→ **BRIEF**:
Can you transcribe the stretch of the John 4 commentary from "1. The story" through "groping in darkness."?

→ **SELECTED EXCERPT**:
It was the value of this painting that justified such extreme care and the expense in restoring it. How patiently the great Master deals with human souls in order to save them! The value of the soul is proved by the fact that He gave His precious life for it."
Verses 28-42
Missions in the Gospels
John 4:28-42
INTRODUCTORY WORDS
The fourth chapter of John contains one of the most marvelous stories of the Word of God. It is beyond doubt a revelation of the heart of God toward the lost, as set forth in the story of conversion and ministry of the woman of Samaria.
Remember that while the disciples had gone to the city to get meat, the Lord had met this woman, and had brought to her the knowledge of Himself as the Saviour of men. While she was returning to the city, and telling the people what had happened to her, and that she had discovered the Christ, the disciples appeared with bread, and prayed Him, saying, "Master, eat." The Lord in return said, "I have meat to eat that ye know not of."
Then it was that the Lord gave the remarkable message of the Scripture assigned, concerning the harvest. Read John 4:35 , John 4:36 .
It was after this that the woman returned, and we read, "And many more believed because of His own word."
1. The story of a great "must." In John 4:3 we are told that the Lord Jesus, having left Judea, departed again into Galilee, contrary to every usual procedure. We read: "And He must needs go through Samaria."
We can never understand His words concerning the harvest, until we understand this "must" of going through Samaria.
There is only one reason for that "must": that reason is the woman of Samaria, and the people of Sychar.
Is it not this same great "must" that stirs the hearts of willing men, and willing women, as the call of the great mission fields falls upon them? They "must" needs go to the ends of the earth, because souls are groping in darkness.

→ **SUPPLIED MATERIAL**:
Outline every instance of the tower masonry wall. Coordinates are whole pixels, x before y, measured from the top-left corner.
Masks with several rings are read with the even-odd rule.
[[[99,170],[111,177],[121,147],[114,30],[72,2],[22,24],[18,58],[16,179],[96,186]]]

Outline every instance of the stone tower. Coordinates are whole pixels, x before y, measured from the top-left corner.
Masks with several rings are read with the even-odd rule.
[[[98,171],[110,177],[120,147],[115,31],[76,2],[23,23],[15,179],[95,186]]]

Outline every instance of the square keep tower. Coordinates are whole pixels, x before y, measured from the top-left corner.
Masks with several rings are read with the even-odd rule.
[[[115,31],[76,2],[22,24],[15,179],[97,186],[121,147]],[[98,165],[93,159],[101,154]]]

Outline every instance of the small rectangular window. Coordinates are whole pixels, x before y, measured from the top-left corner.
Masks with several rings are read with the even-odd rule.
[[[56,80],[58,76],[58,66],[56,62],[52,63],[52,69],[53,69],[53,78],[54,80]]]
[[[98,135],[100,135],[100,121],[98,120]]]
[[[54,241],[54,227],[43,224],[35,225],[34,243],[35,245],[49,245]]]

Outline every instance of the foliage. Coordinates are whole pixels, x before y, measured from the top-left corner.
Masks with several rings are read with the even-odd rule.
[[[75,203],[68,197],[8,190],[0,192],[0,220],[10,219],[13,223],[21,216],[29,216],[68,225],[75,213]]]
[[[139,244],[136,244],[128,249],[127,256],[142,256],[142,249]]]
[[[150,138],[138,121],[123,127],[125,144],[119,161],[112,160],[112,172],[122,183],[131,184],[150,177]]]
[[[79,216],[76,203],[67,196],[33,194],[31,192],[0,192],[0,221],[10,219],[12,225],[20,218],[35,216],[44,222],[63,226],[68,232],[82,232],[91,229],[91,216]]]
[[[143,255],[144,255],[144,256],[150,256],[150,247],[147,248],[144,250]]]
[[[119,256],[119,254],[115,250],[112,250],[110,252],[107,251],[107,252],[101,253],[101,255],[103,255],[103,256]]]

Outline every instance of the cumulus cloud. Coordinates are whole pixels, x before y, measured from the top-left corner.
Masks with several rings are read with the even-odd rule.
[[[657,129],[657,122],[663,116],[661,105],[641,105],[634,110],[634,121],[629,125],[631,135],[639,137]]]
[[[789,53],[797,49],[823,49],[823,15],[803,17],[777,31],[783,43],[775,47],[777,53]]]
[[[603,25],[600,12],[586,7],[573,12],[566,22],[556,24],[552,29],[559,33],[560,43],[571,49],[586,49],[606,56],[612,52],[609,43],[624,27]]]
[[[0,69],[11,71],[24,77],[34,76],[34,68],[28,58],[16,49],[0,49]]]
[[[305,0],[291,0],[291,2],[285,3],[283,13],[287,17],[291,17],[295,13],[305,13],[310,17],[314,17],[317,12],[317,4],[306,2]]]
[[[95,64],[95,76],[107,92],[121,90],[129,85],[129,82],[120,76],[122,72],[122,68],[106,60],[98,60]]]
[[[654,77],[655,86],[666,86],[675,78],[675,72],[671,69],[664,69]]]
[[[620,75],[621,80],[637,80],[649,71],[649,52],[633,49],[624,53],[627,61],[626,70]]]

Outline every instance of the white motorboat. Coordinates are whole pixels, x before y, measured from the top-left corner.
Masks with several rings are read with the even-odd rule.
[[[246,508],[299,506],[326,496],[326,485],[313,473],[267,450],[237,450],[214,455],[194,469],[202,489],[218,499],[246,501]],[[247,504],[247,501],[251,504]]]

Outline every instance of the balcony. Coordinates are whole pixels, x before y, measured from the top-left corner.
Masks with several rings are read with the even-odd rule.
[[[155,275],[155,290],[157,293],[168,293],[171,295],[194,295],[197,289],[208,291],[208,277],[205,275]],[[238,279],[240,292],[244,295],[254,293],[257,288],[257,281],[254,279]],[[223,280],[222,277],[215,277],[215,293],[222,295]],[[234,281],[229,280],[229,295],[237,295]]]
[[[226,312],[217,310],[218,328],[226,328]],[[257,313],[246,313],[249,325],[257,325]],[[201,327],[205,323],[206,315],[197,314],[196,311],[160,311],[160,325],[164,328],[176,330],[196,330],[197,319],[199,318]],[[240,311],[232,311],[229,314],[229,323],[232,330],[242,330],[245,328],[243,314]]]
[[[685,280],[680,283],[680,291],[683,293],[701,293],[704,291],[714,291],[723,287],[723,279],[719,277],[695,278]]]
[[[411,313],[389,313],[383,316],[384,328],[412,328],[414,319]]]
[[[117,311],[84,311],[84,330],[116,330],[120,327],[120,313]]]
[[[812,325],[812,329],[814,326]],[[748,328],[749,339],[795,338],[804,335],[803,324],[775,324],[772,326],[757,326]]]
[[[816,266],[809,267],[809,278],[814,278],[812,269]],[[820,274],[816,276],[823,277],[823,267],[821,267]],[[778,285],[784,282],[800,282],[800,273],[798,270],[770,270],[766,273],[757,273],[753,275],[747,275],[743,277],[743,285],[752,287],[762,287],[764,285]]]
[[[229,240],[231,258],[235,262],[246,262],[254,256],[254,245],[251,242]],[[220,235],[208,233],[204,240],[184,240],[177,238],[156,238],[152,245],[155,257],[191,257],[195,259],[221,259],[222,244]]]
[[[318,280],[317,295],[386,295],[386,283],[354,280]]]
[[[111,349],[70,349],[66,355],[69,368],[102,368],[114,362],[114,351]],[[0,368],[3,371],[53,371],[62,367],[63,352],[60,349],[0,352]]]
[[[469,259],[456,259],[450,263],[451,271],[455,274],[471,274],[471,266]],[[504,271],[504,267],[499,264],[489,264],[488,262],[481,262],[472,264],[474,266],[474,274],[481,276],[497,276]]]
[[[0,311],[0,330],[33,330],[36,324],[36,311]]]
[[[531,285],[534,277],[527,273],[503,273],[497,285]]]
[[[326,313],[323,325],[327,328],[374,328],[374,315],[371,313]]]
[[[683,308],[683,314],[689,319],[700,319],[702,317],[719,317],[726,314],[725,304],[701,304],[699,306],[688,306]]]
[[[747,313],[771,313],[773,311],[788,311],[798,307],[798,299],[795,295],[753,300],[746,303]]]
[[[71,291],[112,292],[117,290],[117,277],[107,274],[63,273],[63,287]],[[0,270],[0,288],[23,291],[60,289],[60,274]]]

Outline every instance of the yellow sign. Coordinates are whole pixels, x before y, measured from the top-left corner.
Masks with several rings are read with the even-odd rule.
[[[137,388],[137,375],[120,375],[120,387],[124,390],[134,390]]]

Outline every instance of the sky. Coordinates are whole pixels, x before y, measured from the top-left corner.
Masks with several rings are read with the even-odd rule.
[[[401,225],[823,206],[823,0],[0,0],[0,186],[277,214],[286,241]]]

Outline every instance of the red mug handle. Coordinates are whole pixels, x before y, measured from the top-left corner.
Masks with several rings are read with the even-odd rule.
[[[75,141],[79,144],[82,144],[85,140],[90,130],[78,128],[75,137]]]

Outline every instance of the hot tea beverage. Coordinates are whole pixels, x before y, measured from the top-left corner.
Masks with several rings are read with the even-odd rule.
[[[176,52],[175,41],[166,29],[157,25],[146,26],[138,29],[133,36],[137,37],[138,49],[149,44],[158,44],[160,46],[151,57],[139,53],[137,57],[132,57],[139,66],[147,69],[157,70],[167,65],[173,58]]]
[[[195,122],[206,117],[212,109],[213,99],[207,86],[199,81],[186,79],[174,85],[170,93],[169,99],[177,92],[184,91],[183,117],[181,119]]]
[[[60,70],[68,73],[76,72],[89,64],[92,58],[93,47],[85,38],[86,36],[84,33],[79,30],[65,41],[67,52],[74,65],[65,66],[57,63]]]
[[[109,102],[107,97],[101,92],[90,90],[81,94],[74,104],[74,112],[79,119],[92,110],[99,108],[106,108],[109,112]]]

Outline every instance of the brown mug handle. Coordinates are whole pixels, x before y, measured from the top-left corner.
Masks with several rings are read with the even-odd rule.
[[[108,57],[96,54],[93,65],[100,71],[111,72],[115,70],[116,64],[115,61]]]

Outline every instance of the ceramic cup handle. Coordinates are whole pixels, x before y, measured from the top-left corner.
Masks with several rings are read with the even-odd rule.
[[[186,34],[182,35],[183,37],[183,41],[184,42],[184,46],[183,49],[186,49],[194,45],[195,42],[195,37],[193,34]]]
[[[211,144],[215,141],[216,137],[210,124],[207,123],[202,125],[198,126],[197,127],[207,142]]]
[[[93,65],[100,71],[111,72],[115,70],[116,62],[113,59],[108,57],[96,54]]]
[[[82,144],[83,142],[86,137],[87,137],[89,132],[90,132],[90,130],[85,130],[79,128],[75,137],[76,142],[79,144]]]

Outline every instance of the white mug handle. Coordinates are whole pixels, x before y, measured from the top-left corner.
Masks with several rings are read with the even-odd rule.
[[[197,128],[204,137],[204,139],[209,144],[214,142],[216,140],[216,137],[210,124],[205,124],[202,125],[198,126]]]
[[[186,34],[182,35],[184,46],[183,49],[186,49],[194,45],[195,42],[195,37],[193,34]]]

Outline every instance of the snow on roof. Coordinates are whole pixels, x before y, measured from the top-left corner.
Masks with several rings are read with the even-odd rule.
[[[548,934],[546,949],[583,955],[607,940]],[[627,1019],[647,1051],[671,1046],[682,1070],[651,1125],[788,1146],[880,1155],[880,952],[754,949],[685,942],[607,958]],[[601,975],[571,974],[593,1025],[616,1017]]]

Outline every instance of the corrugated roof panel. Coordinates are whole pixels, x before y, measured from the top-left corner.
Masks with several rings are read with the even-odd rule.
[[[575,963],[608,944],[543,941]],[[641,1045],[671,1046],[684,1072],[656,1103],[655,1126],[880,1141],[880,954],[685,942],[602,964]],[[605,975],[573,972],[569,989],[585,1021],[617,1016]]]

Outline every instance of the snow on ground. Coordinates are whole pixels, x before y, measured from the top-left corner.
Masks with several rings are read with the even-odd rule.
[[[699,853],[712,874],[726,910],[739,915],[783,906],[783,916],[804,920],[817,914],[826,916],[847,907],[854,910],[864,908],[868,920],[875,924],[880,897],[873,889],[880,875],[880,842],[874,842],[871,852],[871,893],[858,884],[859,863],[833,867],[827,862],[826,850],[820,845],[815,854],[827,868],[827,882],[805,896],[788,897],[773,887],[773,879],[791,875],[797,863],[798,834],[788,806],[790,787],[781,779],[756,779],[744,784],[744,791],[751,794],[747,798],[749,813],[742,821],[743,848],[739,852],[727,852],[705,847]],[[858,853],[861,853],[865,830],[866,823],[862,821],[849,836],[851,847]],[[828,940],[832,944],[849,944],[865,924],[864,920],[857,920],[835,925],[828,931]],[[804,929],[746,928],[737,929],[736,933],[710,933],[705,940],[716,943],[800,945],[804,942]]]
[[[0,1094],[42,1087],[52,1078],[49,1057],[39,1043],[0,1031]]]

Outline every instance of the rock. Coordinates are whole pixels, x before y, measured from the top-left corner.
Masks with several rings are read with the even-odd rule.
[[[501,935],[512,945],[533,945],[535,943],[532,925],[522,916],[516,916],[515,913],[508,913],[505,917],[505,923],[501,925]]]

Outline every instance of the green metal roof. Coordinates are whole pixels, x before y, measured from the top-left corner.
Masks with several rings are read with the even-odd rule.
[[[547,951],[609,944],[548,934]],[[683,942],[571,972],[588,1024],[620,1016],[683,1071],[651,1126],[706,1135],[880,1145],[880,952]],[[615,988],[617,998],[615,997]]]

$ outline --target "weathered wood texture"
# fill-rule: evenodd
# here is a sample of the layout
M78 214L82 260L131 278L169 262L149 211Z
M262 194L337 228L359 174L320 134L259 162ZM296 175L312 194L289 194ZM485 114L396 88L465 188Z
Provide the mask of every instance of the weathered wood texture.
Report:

→ **YOUR SOLUTION**:
1. The story of a great "must." In John 4:3 we are told that the Lord Jesus, having left Judea, departed again into Galilee, contrary to every usual procedure. We read: "And He must needs go through Samaria."
We can never understand His words concerning the harvest, until we understand this "must" of going through Samaria.
There is only one reason for that "must": that reason is the woman of Samaria, and the people of Sychar.
Is it not this same great "must" that stirs the hearts of willing men, and willing women, as the call of the great mission fields falls upon them? They "must" needs go to the ends of the earth, because souls are groping in darkness.